* [Supplied entries]

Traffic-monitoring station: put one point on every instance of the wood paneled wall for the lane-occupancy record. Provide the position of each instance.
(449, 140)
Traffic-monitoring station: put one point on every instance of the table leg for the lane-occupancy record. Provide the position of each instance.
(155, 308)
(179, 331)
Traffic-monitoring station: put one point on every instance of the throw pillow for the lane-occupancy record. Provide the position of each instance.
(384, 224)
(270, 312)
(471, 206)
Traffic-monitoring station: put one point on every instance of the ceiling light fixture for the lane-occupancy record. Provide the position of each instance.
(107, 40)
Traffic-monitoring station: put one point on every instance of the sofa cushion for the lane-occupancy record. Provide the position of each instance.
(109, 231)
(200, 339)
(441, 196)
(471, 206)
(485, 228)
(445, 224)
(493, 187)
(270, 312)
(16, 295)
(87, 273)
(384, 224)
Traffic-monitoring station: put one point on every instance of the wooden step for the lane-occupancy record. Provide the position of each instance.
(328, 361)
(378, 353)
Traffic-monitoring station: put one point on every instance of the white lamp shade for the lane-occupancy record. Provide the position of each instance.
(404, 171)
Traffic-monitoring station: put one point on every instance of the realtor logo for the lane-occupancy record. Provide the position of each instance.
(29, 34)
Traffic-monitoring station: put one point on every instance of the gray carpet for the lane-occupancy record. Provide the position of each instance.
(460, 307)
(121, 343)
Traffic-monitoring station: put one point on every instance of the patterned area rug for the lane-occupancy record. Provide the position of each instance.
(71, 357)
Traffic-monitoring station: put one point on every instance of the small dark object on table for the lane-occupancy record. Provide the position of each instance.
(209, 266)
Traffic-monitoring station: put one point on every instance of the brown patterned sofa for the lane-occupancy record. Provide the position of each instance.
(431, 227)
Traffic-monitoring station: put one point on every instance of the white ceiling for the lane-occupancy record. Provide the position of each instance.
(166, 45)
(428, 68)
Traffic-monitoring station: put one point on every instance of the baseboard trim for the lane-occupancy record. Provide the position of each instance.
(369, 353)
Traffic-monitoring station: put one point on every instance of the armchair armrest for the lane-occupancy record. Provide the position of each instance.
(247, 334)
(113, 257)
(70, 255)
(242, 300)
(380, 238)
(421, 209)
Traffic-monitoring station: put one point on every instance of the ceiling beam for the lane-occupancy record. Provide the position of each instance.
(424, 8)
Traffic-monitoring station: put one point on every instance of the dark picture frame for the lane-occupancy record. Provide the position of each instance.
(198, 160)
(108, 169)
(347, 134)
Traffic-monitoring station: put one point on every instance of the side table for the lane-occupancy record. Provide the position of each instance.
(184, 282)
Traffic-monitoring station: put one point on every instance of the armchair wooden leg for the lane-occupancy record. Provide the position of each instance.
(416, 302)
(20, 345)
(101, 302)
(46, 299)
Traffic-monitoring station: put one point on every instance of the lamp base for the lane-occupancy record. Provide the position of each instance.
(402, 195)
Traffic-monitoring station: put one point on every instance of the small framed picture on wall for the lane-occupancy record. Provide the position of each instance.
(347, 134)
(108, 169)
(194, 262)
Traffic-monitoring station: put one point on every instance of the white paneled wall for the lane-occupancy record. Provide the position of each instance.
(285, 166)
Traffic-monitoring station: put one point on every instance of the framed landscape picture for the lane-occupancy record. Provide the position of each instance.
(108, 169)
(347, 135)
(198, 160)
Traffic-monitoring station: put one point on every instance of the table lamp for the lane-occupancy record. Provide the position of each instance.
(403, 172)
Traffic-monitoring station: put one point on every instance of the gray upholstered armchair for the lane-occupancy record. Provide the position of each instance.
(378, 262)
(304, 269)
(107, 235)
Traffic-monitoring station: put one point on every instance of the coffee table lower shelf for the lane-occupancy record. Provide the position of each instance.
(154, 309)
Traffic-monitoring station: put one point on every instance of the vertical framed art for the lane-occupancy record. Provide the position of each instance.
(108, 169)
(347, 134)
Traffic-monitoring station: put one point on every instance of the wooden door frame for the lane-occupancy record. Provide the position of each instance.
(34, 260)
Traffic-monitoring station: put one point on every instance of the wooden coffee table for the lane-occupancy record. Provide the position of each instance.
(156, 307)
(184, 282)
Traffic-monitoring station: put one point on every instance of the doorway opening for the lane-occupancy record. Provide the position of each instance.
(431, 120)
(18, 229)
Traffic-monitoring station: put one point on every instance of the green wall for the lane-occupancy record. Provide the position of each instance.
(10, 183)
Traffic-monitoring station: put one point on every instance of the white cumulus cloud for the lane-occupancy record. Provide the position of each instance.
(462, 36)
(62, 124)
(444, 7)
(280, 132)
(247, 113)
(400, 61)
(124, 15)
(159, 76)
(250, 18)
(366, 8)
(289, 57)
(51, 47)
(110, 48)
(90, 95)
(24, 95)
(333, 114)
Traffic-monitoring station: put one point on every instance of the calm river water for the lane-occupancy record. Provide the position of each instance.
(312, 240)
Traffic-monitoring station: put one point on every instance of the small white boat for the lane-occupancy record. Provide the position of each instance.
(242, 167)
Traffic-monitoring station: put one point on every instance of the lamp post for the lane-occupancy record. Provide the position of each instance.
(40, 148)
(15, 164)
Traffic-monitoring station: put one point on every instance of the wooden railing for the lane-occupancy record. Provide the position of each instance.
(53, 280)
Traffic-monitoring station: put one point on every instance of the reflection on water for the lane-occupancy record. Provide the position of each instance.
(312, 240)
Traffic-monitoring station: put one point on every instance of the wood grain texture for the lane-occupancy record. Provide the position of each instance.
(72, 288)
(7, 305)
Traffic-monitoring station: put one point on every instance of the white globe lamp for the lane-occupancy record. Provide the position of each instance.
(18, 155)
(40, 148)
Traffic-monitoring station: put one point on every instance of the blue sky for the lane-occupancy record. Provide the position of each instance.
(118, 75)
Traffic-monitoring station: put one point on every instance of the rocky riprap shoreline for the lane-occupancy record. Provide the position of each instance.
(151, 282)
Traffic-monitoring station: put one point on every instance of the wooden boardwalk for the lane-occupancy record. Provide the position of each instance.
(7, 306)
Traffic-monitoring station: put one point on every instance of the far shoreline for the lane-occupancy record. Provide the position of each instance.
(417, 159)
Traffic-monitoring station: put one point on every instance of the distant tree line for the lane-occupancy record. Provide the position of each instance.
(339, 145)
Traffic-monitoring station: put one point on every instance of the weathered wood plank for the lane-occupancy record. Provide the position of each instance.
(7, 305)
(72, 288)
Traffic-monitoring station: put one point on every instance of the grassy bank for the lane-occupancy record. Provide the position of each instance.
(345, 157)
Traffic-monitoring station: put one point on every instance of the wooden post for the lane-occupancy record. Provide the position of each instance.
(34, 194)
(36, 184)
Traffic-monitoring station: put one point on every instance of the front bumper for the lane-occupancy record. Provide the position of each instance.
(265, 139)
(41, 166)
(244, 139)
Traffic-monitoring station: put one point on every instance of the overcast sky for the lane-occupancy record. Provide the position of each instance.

* [Instructions to follow] Can you reproduce all the material exactly?

* [Reply to the exercise]
Traffic-monitoring station: put one point on every instance of the wood paneled wall for the lane-occupancy record. Provide the position of each instance.
(449, 140)
Traffic-monitoring station: put one point on every instance of the table leg for the lane-occupancy record. Provide the position of each instance.
(155, 308)
(179, 331)
Traffic-monitoring station: put one point on every instance of the throw pillow for the lane-occupancy record. Provide the position of each instance.
(384, 224)
(270, 312)
(471, 206)
Traffic-monitoring station: put one point on every instance of the ceiling light fixture for the lane-occupancy record. Provide the position of each instance.
(107, 40)
Traffic-monitoring station: put one point on every instance of the sofa cushion for the lane-occupancy record. Provide the position of each instance.
(109, 231)
(200, 339)
(441, 196)
(471, 206)
(485, 228)
(445, 224)
(493, 187)
(270, 312)
(16, 295)
(87, 273)
(384, 224)
Traffic-monitoring station: put one point on every instance of the wooden step for the lane-occupancy record. Provide the position of each instance.
(328, 361)
(378, 353)
Traffic-monitoring station: put one point on every instance of the white lamp shade for the lane-occupancy record. Provide the position of each instance.
(404, 171)
Traffic-monitoring station: put one point on every instance of the realtor logo for the lane-occupancy record. Provide the position of each instance.
(29, 34)
Traffic-monitoring station: put one point on every instance of the gray carpet for the lane-occupancy record. Provide the position of each instance.
(460, 307)
(121, 343)
Traffic-monitoring station: put one point on every instance of the patterned area rug for the lane-occupancy record. Provide the position of each instance.
(71, 357)
Traffic-monitoring station: put one point on every instance of the small dark object on table for the lane-occupancy record. Provide the position of each instance.
(209, 266)
Traffic-monitoring station: put one point on every instance of the brown patterned sofa for the lane-occupancy record. Provide the position of each instance.
(431, 227)
Traffic-monitoring station: put one point on every instance of the white ceiling for the lane-occupancy record. Provide the position of each instance.
(166, 45)
(428, 68)
Traffic-monitoring station: put one point on every instance of the baseboard trim for the lane-occupancy record. Provide the position of each instance.
(369, 353)
Traffic-monitoring station: put one point on every instance of the armchair armrest for the lane-occupancy record. Provide the position of each instance.
(247, 334)
(113, 257)
(70, 255)
(242, 300)
(380, 238)
(421, 209)
Traffic-monitoring station: put one point on every instance of the ceiling beam for the lane-occupancy record. Provide the position of each instance.
(424, 8)
Traffic-monitoring station: put one point on every instance of the dark picture frame for the lane-occupancy record. Provide the position of each instance.
(198, 160)
(108, 169)
(347, 134)
Traffic-monitoring station: put one point on every instance of the side table for the lane-occupancy record. Provide the position of each instance.
(184, 282)
Traffic-monitoring station: put one point on every instance of the armchair wooden leg for the lane-occupancy record. Provide the position of each instance.
(416, 302)
(20, 345)
(101, 302)
(46, 299)
Traffic-monitoring station: put one point on every instance of the lamp base for the lane-occupancy record. Provide the position of each instance.
(402, 195)
Traffic-monitoring station: put one point on every instance of the small framed picture on wall for the lane-occupancy record. Provide the position of each instance.
(347, 134)
(108, 169)
(194, 262)
Traffic-monitoring station: put one point on every instance of the white paneled wall for the lane-occupancy record. Provide the position of each instance.
(285, 166)
Traffic-monitoring station: put one point on every instance of the framed landscape picture for the lane-occupancy record. Provide the position of each instance.
(108, 169)
(347, 135)
(198, 160)
Traffic-monitoring station: put one point on every instance of the table lamp for the lane-occupancy record. Provide the position of each instance.
(403, 172)
Traffic-monitoring station: put one point on every instance of the gray upholstered armchair for the lane-occupancy record. Provide the position of each instance.
(378, 262)
(304, 269)
(107, 235)
Traffic-monitoring station: put one point on every instance of the coffee table lower shelf for the lane-occupancy record. Provide the position of each instance.
(154, 309)
Traffic-monitoring station: put one point on every instance of the vertical framed art for the lane-occupancy record. Provide the position of each instance.
(108, 169)
(347, 134)
Traffic-monitoring station: put one point on every instance of the wooden door frame for the lane-occupancy record. Provide the position of each instance.
(34, 260)
Traffic-monitoring station: put one point on every instance of the wooden coffee table for the lane-occupancy record. Provide the position of each instance.
(156, 307)
(184, 282)
Traffic-monitoring station: put one point on every instance of the doorway opening for the lane-occupancy record. Provide the position of each instance.
(431, 120)
(18, 229)
Traffic-monitoring station: put one point on every instance of the green wall for the lane-occupancy record. Provide the position of each instance.
(10, 183)
Traffic-monitoring station: put one point on every instance of the white cumulus cloud for the lane-occupancy record. Provide the position of each instance.
(462, 36)
(62, 124)
(444, 7)
(280, 132)
(247, 113)
(400, 61)
(124, 15)
(159, 76)
(250, 18)
(366, 8)
(289, 57)
(51, 47)
(110, 48)
(90, 95)
(24, 95)
(333, 114)
Traffic-monitoring station: put one point on every instance of the calm river water for the lane-occupancy record. Provide the position of each instance.
(312, 240)
Traffic-monitoring station: put one point on every instance of the small white boat for the lane-occupancy record. Provide the position of each instance.
(242, 167)
Traffic-monitoring station: put one point on every instance of the lamp post for the lane-occupancy record. Provide the position of each instance.
(40, 148)
(15, 164)
Traffic-monitoring station: put one point on every instance of the wooden railing for the lane-occupancy record. Provide the position of each instance.
(53, 280)
Traffic-monitoring station: put one point on every instance of the reflection on water for the lane-occupancy record. Provide the position of each instance.
(312, 240)
Traffic-monitoring station: put one point on every instance of the wood grain texture for the lane-occupancy record. Provide the position of each instance.
(72, 288)
(7, 305)
Traffic-monitoring station: put one point on every instance of the white globe lamp for the lane-occupancy record. Provide the position of each instance.
(18, 155)
(40, 148)
Traffic-monitoring station: put one point on every instance of the blue sky for the lane-occupancy record. Provide the position of each instance.
(118, 75)
Traffic-monitoring station: put one point on every instance of the rocky riprap shoreline for the lane-occupancy record. Provide the position of each instance.
(151, 282)
Traffic-monitoring station: put one point on every instance of the wooden boardwalk for the lane-occupancy record. Provide the position of each instance.
(7, 306)
Traffic-monitoring station: put one point on every instance of the far shoreline for the lane-occupancy record. Provide the position of each instance.
(417, 159)
Traffic-monitoring station: put one point on every instance of the distant tree line for the lane-occupancy record. Provide the position of each instance.
(339, 145)
Traffic-monitoring station: put one point on every instance of the weathered wood plank for the lane-occupancy record. Provide the position of each instance.
(7, 305)
(72, 288)
Traffic-monitoring station: put one point on every instance of the grassy bank for the lane-occupancy record. Provide the position of each instance.
(345, 157)
Traffic-monitoring station: put one point on every instance of the wooden post for the lane-occupancy record. Provide the position of each instance.
(34, 194)
(36, 184)
Traffic-monitoring station: put one point on every instance of the front bumper for the lane-occupancy record. Provide the position of each instance.
(265, 139)
(41, 166)
(244, 139)
Traffic-monitoring station: put one point on every instance of the overcast sky for the lane-occupancy record. Provide the position of each instance.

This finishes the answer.